» **Data extracts**
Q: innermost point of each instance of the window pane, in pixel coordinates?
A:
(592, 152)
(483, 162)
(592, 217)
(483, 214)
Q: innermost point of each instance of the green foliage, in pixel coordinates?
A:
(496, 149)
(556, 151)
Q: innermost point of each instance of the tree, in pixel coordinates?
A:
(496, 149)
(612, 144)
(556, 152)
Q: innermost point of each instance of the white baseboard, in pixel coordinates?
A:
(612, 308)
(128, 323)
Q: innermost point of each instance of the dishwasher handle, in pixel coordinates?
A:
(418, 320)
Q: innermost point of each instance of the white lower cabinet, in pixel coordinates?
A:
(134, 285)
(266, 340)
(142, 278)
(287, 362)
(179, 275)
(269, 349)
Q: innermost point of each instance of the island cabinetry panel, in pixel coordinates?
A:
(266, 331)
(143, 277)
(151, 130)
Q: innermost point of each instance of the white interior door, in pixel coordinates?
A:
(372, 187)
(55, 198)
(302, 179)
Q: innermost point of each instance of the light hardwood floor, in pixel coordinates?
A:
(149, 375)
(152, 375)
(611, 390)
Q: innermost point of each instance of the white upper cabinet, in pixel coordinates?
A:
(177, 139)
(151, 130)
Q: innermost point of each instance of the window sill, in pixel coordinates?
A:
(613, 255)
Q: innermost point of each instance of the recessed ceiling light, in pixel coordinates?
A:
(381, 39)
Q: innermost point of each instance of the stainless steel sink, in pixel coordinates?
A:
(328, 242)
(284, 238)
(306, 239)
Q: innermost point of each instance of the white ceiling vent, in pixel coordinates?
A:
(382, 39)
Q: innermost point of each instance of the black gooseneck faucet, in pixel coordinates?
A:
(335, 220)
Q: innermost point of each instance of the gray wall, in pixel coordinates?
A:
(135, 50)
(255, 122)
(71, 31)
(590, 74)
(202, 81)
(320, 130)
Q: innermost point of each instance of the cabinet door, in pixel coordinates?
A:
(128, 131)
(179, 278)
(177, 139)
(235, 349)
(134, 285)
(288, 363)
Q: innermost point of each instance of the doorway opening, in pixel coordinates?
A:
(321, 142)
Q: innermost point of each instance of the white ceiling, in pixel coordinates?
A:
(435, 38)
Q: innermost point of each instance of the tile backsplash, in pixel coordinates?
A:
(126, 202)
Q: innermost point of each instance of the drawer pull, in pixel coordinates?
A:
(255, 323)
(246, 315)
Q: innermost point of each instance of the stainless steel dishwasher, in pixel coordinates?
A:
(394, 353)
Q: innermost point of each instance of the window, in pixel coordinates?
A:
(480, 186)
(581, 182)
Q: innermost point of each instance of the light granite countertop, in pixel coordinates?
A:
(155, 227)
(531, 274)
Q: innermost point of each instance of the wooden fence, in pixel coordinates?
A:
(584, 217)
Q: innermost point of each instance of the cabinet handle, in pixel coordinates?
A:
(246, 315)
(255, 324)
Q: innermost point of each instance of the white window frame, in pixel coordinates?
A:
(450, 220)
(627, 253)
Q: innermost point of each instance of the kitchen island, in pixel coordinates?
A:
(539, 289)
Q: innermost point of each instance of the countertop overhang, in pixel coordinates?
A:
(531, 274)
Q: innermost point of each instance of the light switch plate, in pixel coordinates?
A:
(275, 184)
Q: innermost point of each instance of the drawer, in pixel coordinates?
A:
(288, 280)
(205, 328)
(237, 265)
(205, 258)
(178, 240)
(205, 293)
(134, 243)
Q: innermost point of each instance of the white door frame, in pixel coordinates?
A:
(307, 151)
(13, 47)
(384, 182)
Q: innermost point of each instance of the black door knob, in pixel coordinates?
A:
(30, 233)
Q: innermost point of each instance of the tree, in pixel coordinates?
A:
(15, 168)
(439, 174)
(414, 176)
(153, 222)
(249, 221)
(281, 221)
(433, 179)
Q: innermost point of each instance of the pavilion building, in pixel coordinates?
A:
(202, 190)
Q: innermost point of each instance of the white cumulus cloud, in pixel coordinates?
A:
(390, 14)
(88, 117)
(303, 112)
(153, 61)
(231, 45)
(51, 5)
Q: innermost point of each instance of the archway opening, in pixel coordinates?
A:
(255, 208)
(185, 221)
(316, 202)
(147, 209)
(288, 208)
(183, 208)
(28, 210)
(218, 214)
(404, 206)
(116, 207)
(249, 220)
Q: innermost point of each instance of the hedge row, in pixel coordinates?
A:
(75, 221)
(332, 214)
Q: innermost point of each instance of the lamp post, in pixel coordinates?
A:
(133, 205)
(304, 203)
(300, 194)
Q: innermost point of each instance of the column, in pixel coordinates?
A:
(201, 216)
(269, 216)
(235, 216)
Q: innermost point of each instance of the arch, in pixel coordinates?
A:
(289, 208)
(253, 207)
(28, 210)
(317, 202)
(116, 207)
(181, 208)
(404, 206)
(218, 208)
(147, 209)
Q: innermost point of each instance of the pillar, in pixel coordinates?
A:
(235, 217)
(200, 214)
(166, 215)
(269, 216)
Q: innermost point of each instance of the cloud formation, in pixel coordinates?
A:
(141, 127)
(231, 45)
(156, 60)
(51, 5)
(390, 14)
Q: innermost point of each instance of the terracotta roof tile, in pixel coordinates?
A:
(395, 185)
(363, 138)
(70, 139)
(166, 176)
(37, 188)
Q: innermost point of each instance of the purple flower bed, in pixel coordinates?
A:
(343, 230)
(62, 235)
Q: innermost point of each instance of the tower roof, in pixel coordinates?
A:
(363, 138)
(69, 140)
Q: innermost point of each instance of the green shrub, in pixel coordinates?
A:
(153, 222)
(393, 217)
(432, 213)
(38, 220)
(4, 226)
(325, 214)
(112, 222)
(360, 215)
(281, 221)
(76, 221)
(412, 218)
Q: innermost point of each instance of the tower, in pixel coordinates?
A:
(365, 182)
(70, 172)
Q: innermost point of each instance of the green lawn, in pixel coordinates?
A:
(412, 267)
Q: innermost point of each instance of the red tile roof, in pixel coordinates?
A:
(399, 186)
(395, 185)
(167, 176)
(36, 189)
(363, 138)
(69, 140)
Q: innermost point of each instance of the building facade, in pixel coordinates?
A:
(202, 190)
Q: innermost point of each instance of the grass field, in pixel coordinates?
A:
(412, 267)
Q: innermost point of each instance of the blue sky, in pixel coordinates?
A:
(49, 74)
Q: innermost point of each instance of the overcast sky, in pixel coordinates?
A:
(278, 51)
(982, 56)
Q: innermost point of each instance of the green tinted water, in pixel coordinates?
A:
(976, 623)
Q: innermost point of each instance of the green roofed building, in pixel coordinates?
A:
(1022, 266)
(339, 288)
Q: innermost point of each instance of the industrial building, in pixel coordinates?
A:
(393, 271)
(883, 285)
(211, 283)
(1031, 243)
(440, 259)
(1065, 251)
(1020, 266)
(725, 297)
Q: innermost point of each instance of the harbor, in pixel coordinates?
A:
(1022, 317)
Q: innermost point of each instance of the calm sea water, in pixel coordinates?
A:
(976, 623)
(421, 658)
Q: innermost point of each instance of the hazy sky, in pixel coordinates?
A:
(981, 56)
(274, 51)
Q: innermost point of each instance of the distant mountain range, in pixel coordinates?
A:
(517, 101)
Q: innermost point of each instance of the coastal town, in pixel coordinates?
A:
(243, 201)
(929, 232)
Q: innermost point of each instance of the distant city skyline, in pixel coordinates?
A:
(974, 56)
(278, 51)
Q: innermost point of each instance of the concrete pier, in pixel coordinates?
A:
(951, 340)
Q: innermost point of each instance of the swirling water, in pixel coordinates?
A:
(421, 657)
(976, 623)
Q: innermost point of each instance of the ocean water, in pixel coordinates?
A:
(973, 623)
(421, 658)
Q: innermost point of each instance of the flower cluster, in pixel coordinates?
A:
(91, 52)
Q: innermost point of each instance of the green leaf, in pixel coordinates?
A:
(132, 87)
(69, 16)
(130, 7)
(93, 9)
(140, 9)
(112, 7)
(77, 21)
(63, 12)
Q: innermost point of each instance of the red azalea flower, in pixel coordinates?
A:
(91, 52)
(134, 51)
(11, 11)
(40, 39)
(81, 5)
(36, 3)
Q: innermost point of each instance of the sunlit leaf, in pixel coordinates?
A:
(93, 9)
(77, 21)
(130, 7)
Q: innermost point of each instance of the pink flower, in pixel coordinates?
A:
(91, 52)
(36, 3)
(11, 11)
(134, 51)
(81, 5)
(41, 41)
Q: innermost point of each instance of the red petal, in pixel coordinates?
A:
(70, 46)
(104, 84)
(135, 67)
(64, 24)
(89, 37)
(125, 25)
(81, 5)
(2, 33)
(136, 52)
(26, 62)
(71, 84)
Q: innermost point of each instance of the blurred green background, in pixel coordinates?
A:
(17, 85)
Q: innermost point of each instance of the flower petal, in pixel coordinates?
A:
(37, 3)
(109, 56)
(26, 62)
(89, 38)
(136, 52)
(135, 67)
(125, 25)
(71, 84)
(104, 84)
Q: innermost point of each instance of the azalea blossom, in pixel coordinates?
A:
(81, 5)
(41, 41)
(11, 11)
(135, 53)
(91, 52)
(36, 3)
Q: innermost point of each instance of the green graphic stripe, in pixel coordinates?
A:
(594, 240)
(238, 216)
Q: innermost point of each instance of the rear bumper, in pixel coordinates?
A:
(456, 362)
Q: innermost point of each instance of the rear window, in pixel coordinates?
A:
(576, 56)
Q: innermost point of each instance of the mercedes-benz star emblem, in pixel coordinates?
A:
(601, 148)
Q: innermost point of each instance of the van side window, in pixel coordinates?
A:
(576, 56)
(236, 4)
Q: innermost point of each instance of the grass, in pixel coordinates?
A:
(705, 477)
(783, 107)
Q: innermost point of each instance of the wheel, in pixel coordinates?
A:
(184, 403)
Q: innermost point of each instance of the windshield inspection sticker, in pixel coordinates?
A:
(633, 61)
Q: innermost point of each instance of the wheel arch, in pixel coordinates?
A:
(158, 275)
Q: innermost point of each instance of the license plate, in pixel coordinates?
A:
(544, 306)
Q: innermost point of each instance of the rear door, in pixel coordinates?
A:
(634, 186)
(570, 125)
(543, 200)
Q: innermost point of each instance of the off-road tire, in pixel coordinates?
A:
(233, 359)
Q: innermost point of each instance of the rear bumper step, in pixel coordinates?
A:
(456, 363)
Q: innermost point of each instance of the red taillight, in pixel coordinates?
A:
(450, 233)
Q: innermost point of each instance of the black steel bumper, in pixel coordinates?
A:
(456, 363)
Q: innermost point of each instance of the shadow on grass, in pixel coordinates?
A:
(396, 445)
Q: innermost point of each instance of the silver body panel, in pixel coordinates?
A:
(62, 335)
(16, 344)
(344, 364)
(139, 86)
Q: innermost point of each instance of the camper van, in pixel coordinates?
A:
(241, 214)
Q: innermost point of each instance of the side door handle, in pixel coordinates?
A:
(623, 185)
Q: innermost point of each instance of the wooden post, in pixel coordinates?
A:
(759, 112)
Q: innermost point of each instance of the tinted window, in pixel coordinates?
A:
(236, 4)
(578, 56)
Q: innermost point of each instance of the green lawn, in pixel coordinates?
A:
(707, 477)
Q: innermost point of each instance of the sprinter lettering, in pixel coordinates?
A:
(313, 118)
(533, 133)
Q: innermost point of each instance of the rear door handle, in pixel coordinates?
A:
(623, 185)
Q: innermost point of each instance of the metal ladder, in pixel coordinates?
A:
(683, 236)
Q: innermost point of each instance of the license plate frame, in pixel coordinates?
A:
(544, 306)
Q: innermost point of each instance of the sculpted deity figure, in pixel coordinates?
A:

» **What the task requires**
Give back the entries above exactly as they are, from their first line through the line that contains "Q: innermost point of each instance of the cabinet door, in", both included, with nothing else.

» **Output of the task**
Q: innermost point of each instance of the window pane, in pixel coordinates?
A:
(592, 152)
(483, 162)
(592, 217)
(483, 214)
Q: innermost point of each instance of the green foliage, in pixel coordinates?
A:
(496, 149)
(556, 151)
Q: innermost point of each instance of the tree, in pixel coordinates?
A:
(496, 149)
(612, 144)
(556, 152)
Q: innermost point of each instance of the white baseboard, in pixel coordinates?
A:
(612, 308)
(128, 323)
Q: innermost point of each instance of the dishwasher handle, in pixel coordinates?
A:
(418, 320)
Q: innermost point of each instance of the white lower cabinet, in pixel coordinates?
A:
(134, 285)
(266, 340)
(142, 278)
(287, 362)
(179, 275)
(269, 349)
Q: innermost point of each instance of the island cabinetry panel, in pixel coordinates?
A:
(266, 331)
(143, 277)
(151, 130)
Q: innermost point of each instance of the white interior door, in pixel coordinates?
A:
(372, 187)
(55, 198)
(302, 179)
Q: innermost point of each instance of the light hardwood floor, in pixel coordinates?
A:
(149, 375)
(152, 375)
(611, 390)
Q: innermost point of each instance of the white upper cabinet, in pixel coordinates?
A:
(177, 139)
(151, 130)
Q: innermost point of each instance of the window sill, in pixel coordinates?
A:
(613, 255)
Q: innermost point of each instance of the recessed ceiling light, in pixel coordinates?
A:
(381, 39)
Q: innermost point of each instance of the stainless steel sink, in pixel coordinates?
A:
(328, 242)
(284, 238)
(306, 239)
Q: innermost point of each instance of the white ceiling vent, in pixel coordinates?
A:
(382, 39)
Q: innermost point of each instance of the black gooseneck faucet, in pixel coordinates?
A:
(335, 220)
Q: innermost point of each instance of the gray wall, in pixel coordinates?
A:
(135, 50)
(255, 122)
(71, 31)
(590, 74)
(202, 81)
(320, 130)
Q: innermost point of each instance of the cabinet door, in pixel coordinates?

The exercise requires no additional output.